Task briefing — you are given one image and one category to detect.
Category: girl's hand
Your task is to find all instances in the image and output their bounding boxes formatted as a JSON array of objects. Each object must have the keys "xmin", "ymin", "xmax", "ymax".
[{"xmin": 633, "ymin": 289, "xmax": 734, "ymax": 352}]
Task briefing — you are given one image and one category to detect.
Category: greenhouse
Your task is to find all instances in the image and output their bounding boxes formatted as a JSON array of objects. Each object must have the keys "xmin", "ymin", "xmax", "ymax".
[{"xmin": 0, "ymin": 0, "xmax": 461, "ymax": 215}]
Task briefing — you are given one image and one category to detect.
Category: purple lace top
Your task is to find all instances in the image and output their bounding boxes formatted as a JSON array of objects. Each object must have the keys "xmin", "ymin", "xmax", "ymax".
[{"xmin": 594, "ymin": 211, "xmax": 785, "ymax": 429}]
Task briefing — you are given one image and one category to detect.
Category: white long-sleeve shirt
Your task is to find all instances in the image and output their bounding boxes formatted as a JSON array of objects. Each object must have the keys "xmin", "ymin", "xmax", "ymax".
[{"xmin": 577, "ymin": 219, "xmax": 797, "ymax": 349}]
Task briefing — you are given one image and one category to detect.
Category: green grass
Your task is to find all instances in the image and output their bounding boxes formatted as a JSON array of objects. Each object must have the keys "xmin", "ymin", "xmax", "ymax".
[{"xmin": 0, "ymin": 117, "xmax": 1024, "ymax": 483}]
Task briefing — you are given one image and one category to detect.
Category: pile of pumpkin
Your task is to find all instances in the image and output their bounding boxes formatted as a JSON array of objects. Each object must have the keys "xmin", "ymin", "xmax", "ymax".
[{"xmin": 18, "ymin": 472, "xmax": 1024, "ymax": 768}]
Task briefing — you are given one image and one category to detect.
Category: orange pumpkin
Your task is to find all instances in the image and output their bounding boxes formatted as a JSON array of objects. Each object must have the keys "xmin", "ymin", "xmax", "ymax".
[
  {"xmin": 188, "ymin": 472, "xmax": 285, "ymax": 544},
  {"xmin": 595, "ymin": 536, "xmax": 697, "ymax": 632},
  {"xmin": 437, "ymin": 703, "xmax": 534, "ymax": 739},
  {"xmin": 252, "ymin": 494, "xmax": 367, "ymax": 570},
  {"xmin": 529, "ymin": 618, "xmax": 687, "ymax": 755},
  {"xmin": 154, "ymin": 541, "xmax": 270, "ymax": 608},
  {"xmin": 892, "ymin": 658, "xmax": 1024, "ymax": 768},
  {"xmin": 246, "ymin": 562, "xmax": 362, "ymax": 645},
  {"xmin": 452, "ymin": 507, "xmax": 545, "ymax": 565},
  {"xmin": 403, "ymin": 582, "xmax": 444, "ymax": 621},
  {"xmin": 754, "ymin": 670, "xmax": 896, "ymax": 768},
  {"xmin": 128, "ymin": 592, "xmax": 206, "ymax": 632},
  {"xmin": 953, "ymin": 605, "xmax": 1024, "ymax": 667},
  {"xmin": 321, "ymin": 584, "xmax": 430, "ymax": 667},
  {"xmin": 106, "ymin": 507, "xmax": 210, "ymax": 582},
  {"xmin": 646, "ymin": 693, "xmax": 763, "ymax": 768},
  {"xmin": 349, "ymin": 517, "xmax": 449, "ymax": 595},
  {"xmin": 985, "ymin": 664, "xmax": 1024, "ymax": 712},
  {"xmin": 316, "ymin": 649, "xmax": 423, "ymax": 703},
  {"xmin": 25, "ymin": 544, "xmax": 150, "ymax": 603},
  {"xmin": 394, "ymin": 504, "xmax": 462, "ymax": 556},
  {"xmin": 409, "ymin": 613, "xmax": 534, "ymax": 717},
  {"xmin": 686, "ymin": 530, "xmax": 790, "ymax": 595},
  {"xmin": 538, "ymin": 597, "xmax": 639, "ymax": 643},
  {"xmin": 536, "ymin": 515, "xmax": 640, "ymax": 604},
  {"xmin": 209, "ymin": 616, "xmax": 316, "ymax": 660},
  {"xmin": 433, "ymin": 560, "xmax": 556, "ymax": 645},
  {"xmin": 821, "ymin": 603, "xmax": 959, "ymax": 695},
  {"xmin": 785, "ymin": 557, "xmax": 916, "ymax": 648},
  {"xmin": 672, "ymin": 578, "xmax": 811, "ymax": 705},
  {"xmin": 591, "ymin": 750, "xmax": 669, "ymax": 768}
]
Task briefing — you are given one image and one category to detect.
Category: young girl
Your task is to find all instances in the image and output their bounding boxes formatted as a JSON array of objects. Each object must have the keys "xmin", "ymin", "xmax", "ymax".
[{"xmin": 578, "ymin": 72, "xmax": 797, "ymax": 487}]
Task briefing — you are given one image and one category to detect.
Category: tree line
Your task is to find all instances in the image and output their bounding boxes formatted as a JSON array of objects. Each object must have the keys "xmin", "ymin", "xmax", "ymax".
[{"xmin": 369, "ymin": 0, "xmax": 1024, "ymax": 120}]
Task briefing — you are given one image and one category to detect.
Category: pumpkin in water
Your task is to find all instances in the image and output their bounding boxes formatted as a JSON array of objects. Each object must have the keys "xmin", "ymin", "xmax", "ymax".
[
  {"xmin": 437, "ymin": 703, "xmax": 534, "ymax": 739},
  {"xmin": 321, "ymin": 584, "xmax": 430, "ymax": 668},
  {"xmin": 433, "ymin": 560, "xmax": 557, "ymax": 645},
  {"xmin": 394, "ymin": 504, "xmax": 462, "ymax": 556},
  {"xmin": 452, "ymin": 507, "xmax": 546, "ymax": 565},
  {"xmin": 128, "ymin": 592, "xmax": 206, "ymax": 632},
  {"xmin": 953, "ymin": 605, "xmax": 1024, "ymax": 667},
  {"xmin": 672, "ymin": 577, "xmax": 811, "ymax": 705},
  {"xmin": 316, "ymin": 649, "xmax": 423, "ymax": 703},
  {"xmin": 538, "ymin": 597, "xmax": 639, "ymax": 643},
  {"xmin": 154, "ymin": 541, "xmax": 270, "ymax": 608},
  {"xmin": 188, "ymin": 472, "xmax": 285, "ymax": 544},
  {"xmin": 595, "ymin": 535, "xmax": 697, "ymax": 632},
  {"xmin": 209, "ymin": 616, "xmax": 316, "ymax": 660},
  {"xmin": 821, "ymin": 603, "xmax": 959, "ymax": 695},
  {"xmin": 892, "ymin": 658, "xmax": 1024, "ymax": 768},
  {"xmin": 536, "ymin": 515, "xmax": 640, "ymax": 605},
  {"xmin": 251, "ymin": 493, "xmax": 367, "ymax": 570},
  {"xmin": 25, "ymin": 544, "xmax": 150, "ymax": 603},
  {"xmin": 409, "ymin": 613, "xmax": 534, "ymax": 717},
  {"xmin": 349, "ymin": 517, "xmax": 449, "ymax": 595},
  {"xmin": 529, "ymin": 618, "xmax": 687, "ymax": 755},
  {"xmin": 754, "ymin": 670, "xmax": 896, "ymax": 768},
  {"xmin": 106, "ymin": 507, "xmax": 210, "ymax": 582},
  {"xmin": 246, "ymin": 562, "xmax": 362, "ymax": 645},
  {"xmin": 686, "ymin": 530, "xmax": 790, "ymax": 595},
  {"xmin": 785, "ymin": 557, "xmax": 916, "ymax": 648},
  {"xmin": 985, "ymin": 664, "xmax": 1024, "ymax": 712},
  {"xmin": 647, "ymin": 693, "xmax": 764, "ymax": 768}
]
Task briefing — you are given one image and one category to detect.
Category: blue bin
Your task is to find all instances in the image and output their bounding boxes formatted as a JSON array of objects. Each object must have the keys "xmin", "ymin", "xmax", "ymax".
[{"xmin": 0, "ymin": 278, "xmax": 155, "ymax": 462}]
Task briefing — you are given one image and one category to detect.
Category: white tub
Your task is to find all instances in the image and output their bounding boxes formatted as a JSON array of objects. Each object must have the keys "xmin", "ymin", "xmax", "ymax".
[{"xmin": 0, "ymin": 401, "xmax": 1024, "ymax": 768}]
####
▸ **EXERCISE INSTRUCTIONS**: Gather every line of the items above that contains the string "white", and copy each one out in full. Case counts.

▸ **FULL OUTPUT**:
Category: white long-sleeve shirt
Category: white tub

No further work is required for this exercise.